== SELECTED EXTRACT ==
————————

“The only people who see the whole picture are the ones who step outside the frame.” ― Salman Rushdie
Kenya Airways Limited is a Kenya-based company that operates in the aviation industry. Commonly referred to as KQ.
The Company is engaged in providing international, regional, and domestic carriage of passengers and cargo by air, the provision of ground handling services to other airlines, and the handling of import and export cargo.
The Company’s segments include Passengers, Freight and mail, Handling and Others.
It operates domestic flights and flies to around 60 destinations in Africa, the Middle East, Asia and Europe.
It has around 50 aircrafts, either owned or on operating leases.
These consist of around seven Boeing 777 wide body jets, six Boeing 787, five Boeing 767 wide body jets, 14 Boeing 737 narrow body jets, 18 Embraer regional jets and two Boeing 737 freighters.
The Company operates KQ Holidays, a leisure unit, which caters to the leisure traveler for family holidays, weddings and honeymoons, as well as the business traveler for all meetings and conference needs with additional incentive travel.
Historical Timeline
1977
Kenya Airways is established in January following the breakup of the East African Community and subsequent disbanding of the jointly-owned East African Airways.
1986
The Government makes the first move towards privatization by publishing the Sessional Paper No.1 of 1986 on ‘Economic Management for Renewed Growth ‘. The document for the first time, spells out the Government’s intention to divest from corporations which could be run better by the private sector.
1991
A new board is appointed at Kenya Airways in April under the chairmanship of Mr. Philip Ndegwa with a mandate to commercialize and prepare the airline for privatization.
1992
A policy paper on Public Enterprise Reform and Privatization setting out policy objectives is issued in July. The policy paper gives high priority to the privatization of Kenya Airways.
1993/4
Commercialization process produces the first profits.

————————

== STATED GOAL 1 ==
Please write out the portion of the Kenya Airways profile that begins at the words "These consist of" and stops after "Boeing 737 freighters.".
== STATED GOAL 2 ==
Render this sentence from the Kenya Airways profile in Spanish: "Kenya Airways is established in January following the breakup of the East African Community and subsequent disbanding of the jointly-owned East African Airways."
== STATED GOAL 3 ==
Carry on the Kenya Airways profile from its final sentence.
The lines that follow have no connection to the Kenya Airways profile.

== PROVIDED RECORDS ==
————————

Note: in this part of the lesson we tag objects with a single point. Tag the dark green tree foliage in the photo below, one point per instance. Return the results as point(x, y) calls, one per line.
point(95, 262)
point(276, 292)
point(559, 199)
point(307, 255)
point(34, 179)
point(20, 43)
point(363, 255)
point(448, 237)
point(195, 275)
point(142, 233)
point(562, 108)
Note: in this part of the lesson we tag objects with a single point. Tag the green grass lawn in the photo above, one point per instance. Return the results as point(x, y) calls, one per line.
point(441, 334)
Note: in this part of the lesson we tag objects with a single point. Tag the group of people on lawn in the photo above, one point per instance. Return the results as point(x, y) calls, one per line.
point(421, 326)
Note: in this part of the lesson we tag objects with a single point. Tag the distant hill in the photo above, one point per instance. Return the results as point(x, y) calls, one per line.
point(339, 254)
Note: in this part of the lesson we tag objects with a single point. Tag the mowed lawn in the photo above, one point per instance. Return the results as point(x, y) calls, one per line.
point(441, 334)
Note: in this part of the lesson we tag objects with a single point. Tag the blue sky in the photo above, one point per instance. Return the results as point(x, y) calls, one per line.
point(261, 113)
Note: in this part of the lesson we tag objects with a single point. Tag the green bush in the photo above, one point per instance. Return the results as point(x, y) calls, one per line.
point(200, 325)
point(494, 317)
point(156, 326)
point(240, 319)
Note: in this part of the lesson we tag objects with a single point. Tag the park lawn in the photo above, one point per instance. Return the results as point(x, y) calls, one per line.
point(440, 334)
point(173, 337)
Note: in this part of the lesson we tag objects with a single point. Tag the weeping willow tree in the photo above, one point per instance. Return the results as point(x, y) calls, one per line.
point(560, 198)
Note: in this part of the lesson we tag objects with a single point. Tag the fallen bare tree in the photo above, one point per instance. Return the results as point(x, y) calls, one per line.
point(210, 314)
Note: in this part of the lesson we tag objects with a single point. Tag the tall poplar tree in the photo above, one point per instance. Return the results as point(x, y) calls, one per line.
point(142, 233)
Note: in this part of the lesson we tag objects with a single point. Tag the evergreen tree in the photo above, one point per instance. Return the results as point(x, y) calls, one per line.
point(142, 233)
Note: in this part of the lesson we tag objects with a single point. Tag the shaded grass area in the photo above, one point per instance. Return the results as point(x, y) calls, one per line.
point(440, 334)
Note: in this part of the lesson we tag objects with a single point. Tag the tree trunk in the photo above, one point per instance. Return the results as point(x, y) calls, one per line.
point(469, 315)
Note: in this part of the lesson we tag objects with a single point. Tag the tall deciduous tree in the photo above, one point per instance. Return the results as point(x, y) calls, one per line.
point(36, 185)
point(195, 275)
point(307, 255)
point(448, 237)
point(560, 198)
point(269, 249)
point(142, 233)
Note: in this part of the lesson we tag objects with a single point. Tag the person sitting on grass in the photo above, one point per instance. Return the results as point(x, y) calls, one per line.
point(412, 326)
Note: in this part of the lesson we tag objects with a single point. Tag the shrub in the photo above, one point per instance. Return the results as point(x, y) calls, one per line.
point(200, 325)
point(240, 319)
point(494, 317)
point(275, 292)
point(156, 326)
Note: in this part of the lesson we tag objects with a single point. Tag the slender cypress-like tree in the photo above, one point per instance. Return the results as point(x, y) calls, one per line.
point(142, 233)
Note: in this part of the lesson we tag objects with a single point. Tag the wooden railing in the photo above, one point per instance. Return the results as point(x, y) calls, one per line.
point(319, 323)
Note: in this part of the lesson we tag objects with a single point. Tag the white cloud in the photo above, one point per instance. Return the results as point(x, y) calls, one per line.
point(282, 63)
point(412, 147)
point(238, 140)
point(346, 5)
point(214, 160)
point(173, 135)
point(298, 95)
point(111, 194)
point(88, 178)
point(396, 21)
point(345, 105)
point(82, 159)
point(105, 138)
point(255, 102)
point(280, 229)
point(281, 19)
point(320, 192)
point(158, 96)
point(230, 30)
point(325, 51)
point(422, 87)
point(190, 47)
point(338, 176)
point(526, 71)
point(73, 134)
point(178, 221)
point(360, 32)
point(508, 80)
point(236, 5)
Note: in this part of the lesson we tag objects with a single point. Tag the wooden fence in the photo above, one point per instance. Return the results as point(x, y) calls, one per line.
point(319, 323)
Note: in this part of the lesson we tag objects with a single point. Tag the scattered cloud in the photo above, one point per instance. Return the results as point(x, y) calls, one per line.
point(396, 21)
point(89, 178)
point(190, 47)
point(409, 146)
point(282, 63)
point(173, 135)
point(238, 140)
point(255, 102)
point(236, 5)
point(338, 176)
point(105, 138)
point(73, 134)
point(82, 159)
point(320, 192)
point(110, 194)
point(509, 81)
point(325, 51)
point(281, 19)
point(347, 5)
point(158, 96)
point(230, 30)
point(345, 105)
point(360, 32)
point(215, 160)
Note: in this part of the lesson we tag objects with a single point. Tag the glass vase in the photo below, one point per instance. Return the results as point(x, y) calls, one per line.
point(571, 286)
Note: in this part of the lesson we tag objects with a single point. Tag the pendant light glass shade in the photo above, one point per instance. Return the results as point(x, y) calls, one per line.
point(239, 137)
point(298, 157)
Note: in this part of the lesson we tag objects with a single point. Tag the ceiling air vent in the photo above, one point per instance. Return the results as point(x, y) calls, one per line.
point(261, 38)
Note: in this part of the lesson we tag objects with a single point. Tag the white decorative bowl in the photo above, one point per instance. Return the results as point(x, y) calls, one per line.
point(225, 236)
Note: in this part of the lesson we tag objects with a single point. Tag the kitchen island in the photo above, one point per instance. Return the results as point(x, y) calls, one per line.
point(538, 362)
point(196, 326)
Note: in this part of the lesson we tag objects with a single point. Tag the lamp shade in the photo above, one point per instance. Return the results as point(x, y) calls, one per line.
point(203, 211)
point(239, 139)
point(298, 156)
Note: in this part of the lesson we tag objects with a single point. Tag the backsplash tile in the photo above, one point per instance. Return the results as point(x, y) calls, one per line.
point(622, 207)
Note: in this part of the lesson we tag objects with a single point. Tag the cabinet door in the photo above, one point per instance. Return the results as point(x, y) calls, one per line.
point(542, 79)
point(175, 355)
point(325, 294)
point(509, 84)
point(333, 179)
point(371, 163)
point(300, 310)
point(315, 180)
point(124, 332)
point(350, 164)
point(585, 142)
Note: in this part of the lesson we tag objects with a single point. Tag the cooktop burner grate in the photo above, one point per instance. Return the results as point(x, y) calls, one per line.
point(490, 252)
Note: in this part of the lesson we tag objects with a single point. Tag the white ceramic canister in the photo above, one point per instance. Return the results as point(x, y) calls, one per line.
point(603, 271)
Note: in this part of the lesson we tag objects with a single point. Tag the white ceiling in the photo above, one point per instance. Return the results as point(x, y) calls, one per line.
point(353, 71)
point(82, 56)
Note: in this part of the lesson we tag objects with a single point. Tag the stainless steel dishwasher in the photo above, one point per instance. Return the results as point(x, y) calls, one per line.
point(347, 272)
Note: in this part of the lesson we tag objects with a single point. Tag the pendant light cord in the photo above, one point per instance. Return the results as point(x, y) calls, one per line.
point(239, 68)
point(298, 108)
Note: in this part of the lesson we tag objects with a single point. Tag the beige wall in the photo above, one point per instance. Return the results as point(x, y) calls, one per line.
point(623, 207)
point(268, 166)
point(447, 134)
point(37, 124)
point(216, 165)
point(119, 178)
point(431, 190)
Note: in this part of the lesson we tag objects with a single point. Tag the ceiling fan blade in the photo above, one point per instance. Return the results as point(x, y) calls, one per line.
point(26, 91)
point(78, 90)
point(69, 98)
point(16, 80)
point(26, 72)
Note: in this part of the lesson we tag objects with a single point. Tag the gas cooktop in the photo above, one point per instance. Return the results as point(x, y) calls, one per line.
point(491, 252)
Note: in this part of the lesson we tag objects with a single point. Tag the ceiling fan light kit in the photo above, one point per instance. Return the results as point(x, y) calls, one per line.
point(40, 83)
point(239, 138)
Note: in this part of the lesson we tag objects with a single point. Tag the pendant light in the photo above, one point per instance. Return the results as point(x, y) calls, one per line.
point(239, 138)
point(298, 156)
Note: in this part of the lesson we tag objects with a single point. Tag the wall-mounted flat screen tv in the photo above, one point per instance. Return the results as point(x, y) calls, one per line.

————————

== FINAL RESULT 1 ==
These consist of around seven Boeing 777 wide body jets, six Boeing 787, five Boeing 767 wide body jets, 14 Boeing 737 narrow body jets, 18 Embraer regional jets and two Boeing 737 freighters.

== FINAL RESULT 2 ==
Kenya Airways se establece en enero tras la disolución de la Comunidad de África Oriental y el posterior desmantelamiento de East African Airways, de propiedad conjunta.

== FINAL RESULT 3 ==
1995
Shareholders’ Agreement and a Master Cooperation Agreement with KLM are concluded in December.
An IFC information memorandum is sent to 154 airlines in search of a ‘strategic partner’ culminating in the eventual selection of KLM. This takes place in May 1995.
1996
KLM acquires a 26% stake in KQ for $26 Million.
An Initial Public Offer for shares is issued in March.
1997
Delivery of the first of four new Boeing 737-300 aircraft dedicated to domestic and African regional services.
Kenya Airways Msafiri frequent flier programme merges with KLM’s Flying Dutchman frequent flier programme.
1999
Voted African Airline of the Year by African Aviation Magazine (UK based publication).
2000
Named African Airline of the Year for the second year running by African Aviation Magazine.
2001
Named African Airline of the Year for third year running by African Aviation Magazine.
2003
Kenya Airways acquires 49% shareholding in Precision Air, a Tanzanian carrier.
2004
Kenya Airways scoops triple win as Best Domestic Airline 2003, Best Regional Airline 2002 and 2003 and Best In-flight Magazine 2002 and 2003 by Travel News Lifestyle Magazine.
Delivery of the first state-of-the-art Boeing 777 as part of the airline’s fleet expansion and the 6th Boeing 767 aircraft.
2005
October 2005 – KQ achieves IOSA (IATA Operational Safety Audit) becoming the 1st carrier in sub-Saharan to get this rigorous safety certification.
Kenya Airways voted East Africa’s Most Respected Company.
Kenya Airways launches new route to Lubumbashi, Democratic Republic of Congo in February.
Delivery of a second new Boeing 777-200ER in April.
Kenya Airways announces record results for 2004/05, with profit after tax up 198% to Ksh. 3,882 million (US$ 50m).
Kenya Airways launches new route to Istanbul, Turkey in June.
Delivery of a third new Boeing 777-200ER in June.
Kenya Airways launches new route to Bamako, Mali and Dakar, Senegal in July.
2006
Kenya Airways announces another record profit after tax of Ksh. 4,829 million for the year ended March 31st 2006, being 24% above the previous year’s result of Kshs. 3,882 million.
Kenya Airways wins the prestigious African Aviation Award awarded by the African Aviation Magazine in March.
2007
Kenya Airways joins SkyTeam as an Assosiate Airline
Kenya Airways opens a Leadeship center – Pride Center
Kenya Airways opens a Flying Blue Service Center
Kenya Airways launches new routes to Monrovia, Cotonou and Mayotte.
2008
Travel News Lifestyle Magazine votes Kenya Airways as African Airline of Choice, Best Regional Airline, Flying Blue voted the best Frequent Flier program and Msafiri – Best inflight magazine.
2009
KQ Partners with Chartis Kenya to Launch Travel Insurance.
KQ customers to use mobile money transfer system, M-PESA to buy tickets.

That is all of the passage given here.